* **Directions**:
Rewrite every row below, changing each "detector" to "locator" and leaving everything else as it is.

* **Data extract**:
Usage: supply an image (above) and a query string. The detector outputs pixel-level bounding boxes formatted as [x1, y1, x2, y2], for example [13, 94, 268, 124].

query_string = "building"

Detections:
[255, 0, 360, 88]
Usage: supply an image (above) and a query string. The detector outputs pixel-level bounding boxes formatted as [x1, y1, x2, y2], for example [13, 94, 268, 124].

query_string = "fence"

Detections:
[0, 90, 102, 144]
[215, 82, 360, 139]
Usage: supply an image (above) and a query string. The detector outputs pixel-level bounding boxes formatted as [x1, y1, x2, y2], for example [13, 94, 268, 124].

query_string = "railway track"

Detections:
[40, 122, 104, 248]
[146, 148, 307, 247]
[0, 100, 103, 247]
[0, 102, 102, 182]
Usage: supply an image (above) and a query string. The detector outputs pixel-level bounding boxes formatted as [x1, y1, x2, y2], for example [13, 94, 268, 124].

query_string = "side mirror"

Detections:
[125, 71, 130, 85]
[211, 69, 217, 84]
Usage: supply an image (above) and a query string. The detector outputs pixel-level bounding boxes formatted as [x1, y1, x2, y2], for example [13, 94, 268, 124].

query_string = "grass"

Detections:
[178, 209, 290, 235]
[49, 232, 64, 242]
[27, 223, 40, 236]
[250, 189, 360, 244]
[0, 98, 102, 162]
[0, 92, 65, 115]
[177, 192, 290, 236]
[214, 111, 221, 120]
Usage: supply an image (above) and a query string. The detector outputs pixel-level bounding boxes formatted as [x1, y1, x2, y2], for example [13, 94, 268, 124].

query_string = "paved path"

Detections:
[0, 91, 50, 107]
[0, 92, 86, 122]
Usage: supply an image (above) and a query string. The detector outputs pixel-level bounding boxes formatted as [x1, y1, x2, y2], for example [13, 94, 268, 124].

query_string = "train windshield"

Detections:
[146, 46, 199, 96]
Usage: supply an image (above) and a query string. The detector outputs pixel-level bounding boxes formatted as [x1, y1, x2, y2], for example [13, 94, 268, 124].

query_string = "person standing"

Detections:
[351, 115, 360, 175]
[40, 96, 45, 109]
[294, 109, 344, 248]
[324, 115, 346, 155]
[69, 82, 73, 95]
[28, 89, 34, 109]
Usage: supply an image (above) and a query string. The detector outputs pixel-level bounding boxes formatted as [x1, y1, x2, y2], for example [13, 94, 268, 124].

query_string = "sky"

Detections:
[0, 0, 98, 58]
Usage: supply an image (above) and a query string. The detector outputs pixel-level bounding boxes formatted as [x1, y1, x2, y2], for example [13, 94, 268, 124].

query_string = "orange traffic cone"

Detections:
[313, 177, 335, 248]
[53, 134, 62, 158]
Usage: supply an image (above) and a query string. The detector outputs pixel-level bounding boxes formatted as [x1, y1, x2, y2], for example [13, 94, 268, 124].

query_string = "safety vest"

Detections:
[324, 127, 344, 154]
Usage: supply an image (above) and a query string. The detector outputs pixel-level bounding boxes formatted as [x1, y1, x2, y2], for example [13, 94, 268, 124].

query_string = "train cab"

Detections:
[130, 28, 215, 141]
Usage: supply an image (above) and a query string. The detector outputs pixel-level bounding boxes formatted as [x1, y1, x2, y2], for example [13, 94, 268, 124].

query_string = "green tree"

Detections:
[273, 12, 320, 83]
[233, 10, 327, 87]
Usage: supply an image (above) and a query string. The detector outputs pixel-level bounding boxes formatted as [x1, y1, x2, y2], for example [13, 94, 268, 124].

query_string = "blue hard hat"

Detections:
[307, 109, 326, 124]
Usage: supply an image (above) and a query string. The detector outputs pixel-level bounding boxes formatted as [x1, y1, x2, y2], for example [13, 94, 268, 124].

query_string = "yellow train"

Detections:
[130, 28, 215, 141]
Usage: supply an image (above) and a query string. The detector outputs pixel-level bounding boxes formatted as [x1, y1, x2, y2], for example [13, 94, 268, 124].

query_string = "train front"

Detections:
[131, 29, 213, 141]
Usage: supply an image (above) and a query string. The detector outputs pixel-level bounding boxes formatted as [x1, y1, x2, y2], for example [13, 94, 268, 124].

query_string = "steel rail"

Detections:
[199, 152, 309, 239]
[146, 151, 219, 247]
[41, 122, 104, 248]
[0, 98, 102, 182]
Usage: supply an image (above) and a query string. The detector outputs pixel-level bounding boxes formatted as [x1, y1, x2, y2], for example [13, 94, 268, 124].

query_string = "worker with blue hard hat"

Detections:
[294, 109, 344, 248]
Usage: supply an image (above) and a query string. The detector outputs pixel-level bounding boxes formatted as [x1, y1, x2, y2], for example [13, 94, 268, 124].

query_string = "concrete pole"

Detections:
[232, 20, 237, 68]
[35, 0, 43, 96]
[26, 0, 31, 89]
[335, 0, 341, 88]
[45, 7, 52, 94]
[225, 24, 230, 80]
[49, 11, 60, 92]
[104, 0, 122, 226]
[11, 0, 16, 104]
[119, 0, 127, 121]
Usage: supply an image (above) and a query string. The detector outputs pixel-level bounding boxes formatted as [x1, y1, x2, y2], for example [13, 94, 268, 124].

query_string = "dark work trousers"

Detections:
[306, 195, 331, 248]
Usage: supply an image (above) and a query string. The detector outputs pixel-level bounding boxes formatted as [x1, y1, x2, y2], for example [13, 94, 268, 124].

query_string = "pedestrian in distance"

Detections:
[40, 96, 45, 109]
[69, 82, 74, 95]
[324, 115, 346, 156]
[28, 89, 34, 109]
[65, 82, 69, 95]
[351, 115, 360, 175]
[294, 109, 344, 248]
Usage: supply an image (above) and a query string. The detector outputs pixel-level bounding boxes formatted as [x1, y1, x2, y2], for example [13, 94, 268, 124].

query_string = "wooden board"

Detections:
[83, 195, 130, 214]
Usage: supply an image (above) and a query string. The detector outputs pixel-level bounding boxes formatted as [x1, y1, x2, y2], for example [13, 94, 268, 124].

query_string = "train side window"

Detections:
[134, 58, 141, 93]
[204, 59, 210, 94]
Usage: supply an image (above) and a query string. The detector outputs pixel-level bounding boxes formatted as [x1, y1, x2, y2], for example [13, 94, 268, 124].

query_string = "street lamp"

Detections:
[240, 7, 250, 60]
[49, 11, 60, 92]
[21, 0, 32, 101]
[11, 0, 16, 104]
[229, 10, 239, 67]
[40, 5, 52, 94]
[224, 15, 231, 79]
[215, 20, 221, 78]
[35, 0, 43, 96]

* **Answer to the problem**:
Usage: supply an image (above) and a query string. The locator outputs pixel-level bounding boxes formatted as [x1, y1, x2, y2], for example [13, 94, 268, 124].

query_string = "building"

Detections:
[255, 0, 360, 88]
Usage: supply an image (above) and a query string. The locator outputs pixel-level bounding boxes formatted as [x1, y1, x2, y2], for example [13, 94, 268, 124].

query_string = "fence"

Detections:
[0, 90, 102, 144]
[215, 82, 360, 139]
Usage: supply an image (above) and a query string. The locator outputs pixel-level bounding boxes formatted as [x1, y1, x2, y2], for example [13, 94, 268, 124].

query_string = "railway track"

Detections:
[40, 122, 104, 248]
[146, 148, 307, 247]
[0, 100, 103, 247]
[0, 102, 102, 182]
Usage: supply an image (above) and a query string. The locator outputs pixel-level bounding boxes formatted as [x1, y1, x2, y2], for example [13, 94, 268, 124].

query_string = "side mirror"

Detections:
[125, 71, 130, 85]
[211, 69, 217, 84]
Usage: supply an image (above) and a query string. The locator outputs pixel-level bounding boxes formatted as [x1, y1, x2, y2], for example [13, 94, 268, 124].

query_string = "grass"

Detections:
[178, 209, 290, 235]
[49, 232, 64, 242]
[27, 223, 40, 236]
[250, 189, 360, 244]
[0, 98, 102, 162]
[0, 92, 65, 115]
[177, 192, 290, 236]
[214, 111, 221, 120]
Usage: supply an image (above) and a query string. The locator outputs pixel-level bounding boxes formatted as [x1, y1, x2, y2], for example [13, 94, 268, 124].

query_string = "paved path"

Detections:
[0, 91, 50, 107]
[0, 92, 86, 122]
Usage: supply an image (above) and a query string. The locator outputs pixel-level bounding boxes formatted as [x1, y1, x2, y2], for example [13, 94, 268, 124].

query_string = "train windshield"

Detections:
[146, 46, 199, 96]
Usage: supply an image (above) and a query string. The locator outputs pixel-level bounding boxes formatted as [x1, y1, x2, y2], for example [13, 94, 268, 124].

query_string = "person standing"

Detections:
[351, 115, 360, 175]
[40, 96, 45, 109]
[294, 109, 344, 248]
[324, 115, 346, 155]
[69, 82, 73, 95]
[28, 89, 34, 109]
Usage: supply an image (above) and a query string. The locator outputs pixel-level bounding boxes formatted as [x1, y1, x2, y2], for example [13, 94, 268, 124].

query_string = "sky"

Detections:
[0, 0, 98, 58]
Usage: supply an image (above) and a query string. The locator outputs pixel-level bounding boxes formatted as [x1, y1, x2, y2], for example [13, 94, 268, 124].

query_string = "orange traffic cone"

Detections:
[313, 177, 335, 248]
[53, 134, 62, 158]
Usage: supply an image (above) and a query string. The locator outputs pixel-level bounding boxes formatted as [x1, y1, x2, y2], for example [13, 94, 268, 124].

query_string = "safety vest"

Detections:
[324, 127, 344, 154]
Usage: supply an image (above) and a query string. The locator outputs pixel-level bounding boxes formatted as [x1, y1, x2, y2], for example [13, 94, 268, 124].

query_string = "train cab"

Detections:
[130, 28, 215, 141]
Usage: supply an image (above) and a query string. The locator outputs pixel-level bounding boxes formatted as [x1, y1, x2, y2], for example [13, 94, 268, 124].

query_string = "green tree"

Detections:
[273, 12, 320, 83]
[233, 10, 327, 87]
Usage: supply an image (above) and a query string. The locator outputs pixel-level bounding boxes formatted as [x1, y1, x2, y2], for example [13, 94, 268, 124].

query_string = "blue hard hat"

Detections:
[307, 109, 326, 124]
Usage: supply an image (above) and a query string. The locator outputs pixel-level bounding boxes formatted as [x1, y1, x2, y2], for example [13, 94, 268, 124].

query_string = "yellow train"

Detections:
[130, 28, 215, 141]
Usage: supply an image (above) and a query string. The locator outputs pixel-level bounding boxes formatted as [x1, y1, x2, y2], for example [13, 94, 268, 124].

query_string = "train front"

Detections:
[131, 29, 213, 141]
Usage: supply an image (above) and a query string. The locator outputs pixel-level bounding boxes formatted as [x1, y1, x2, y2], for example [13, 94, 268, 124].

query_string = "steel rail"

Detections:
[199, 152, 309, 239]
[146, 151, 219, 247]
[41, 122, 104, 248]
[0, 98, 102, 182]
Usage: supply an image (above) and a query string. The locator outputs pixel-level bounding boxes formatted as [x1, y1, x2, y2], for example [13, 94, 268, 124].

query_string = "worker with blue hard hat"

Detections:
[294, 109, 344, 248]
Usage: supply an image (above) and a query string. The locator outputs pixel-level bounding boxes formatted as [x1, y1, x2, y2], for example [13, 94, 268, 124].

query_string = "concrete pole"

Detections:
[232, 20, 237, 68]
[35, 0, 43, 96]
[26, 0, 31, 89]
[335, 0, 341, 88]
[45, 7, 52, 94]
[225, 24, 230, 80]
[49, 11, 60, 92]
[104, 0, 122, 226]
[11, 0, 16, 104]
[119, 0, 127, 121]
Usage: supply an image (above) and a query string. The locator outputs pixel-level bounding boxes formatted as [x1, y1, x2, y2], for example [13, 94, 268, 124].

query_string = "dark work trousers"

Detections:
[306, 195, 331, 248]
Usage: supply an image (above) and a query string. The locator outputs pixel-level bounding boxes formatted as [x1, y1, x2, y2], for example [13, 94, 268, 124].

query_string = "pedestrian in distance"

Detections:
[40, 96, 45, 109]
[69, 82, 74, 95]
[324, 115, 346, 156]
[28, 89, 34, 109]
[65, 82, 69, 95]
[351, 115, 360, 175]
[294, 109, 344, 248]
Usage: supply an image (above) and a query string. The locator outputs pixel-level bounding boxes formatted as [x1, y1, x2, y2], for example [13, 94, 268, 124].

query_string = "wooden board"

Detections:
[83, 195, 130, 214]
Usage: supply an image (above) and a query string. The locator outputs pixel-level bounding boxes formatted as [x1, y1, x2, y2], for example [13, 94, 268, 124].

query_string = "train side window"

Detections:
[134, 58, 141, 93]
[204, 59, 210, 94]
Usage: supply an image (above) and a query string. The locator outputs pixel-level bounding boxes formatted as [x1, y1, x2, y2], for example [13, 94, 268, 124].

query_string = "street lamp"

Detections:
[240, 7, 250, 60]
[49, 11, 60, 92]
[21, 0, 32, 101]
[11, 0, 16, 104]
[229, 10, 239, 67]
[40, 5, 52, 94]
[224, 15, 231, 79]
[215, 20, 221, 78]
[35, 0, 43, 96]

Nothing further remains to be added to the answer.